Location labeling records
__________________________________________________

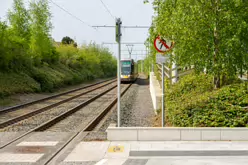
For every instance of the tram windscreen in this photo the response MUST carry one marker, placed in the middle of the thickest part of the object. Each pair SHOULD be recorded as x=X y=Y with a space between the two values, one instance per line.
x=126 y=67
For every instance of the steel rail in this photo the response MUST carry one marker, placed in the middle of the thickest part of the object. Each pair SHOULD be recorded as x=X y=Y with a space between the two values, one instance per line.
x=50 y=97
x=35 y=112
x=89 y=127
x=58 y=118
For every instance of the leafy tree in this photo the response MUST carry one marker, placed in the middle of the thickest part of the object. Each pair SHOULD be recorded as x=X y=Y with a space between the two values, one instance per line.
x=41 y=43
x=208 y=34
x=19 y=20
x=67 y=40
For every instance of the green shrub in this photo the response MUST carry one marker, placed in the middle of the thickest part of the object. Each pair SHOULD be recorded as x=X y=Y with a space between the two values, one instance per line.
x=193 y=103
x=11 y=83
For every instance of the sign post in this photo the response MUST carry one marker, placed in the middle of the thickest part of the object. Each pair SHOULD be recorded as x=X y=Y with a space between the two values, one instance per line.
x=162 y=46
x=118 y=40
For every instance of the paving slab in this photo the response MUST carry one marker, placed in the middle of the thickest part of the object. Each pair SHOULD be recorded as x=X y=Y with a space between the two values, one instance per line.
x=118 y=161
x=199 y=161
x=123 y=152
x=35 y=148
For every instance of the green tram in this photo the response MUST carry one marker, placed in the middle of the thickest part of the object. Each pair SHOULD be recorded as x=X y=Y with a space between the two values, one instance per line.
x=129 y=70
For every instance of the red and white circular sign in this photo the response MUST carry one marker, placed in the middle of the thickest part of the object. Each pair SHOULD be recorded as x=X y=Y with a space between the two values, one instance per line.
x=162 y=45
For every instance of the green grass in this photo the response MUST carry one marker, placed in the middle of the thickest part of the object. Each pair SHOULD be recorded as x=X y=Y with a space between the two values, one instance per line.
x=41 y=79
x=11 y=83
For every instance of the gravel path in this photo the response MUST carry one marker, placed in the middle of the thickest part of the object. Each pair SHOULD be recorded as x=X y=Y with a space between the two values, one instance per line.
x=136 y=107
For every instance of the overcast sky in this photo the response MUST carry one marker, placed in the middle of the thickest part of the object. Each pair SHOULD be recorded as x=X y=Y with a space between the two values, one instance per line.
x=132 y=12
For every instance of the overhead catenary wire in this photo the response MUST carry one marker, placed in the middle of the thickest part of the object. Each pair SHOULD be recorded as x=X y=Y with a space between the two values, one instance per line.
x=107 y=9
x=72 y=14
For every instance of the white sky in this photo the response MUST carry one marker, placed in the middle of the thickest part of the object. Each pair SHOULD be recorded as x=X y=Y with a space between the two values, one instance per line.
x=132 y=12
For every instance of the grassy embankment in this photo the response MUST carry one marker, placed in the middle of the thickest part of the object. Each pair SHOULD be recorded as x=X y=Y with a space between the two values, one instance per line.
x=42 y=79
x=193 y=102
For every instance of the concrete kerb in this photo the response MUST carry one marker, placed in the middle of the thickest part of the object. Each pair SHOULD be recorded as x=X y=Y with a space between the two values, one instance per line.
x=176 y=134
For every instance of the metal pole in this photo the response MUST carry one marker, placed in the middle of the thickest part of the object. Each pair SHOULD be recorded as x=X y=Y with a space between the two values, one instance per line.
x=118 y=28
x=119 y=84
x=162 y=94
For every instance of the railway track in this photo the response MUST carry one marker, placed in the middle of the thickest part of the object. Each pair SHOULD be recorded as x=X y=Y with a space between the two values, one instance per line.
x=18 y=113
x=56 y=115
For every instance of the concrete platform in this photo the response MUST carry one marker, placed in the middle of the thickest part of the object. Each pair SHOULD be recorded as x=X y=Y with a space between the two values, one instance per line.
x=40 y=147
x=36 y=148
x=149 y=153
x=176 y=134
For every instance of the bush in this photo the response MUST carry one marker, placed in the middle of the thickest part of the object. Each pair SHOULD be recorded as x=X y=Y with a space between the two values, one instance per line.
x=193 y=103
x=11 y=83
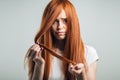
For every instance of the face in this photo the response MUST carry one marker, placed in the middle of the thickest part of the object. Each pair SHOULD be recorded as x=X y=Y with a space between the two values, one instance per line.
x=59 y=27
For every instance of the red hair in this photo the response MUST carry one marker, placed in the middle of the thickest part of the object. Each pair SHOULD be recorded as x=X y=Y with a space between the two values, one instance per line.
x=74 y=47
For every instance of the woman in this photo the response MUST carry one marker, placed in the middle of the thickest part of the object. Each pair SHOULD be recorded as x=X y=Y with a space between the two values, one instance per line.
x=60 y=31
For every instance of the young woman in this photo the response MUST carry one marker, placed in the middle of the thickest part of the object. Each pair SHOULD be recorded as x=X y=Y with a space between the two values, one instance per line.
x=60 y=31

__________________________________________________

● **Short task**:
Beginning at the line that holds "For every instance of the woman", write out word for word each line through the end of the records.

● **Expected answer**:
For every instance of the woman in this photo the response MUST carry one marker, placed in the middle of the thickest part of the object. Each pair SHOULD be recorded as x=X y=Y with a space between the two values, one instance per line.
x=60 y=31
For every instance of the young woman in this photo the response MUST carry one marker, placed in the middle of the thickest part of the object. Each pair SHOULD be recorded as x=X y=Y with a space between the two values, one instance per line.
x=60 y=31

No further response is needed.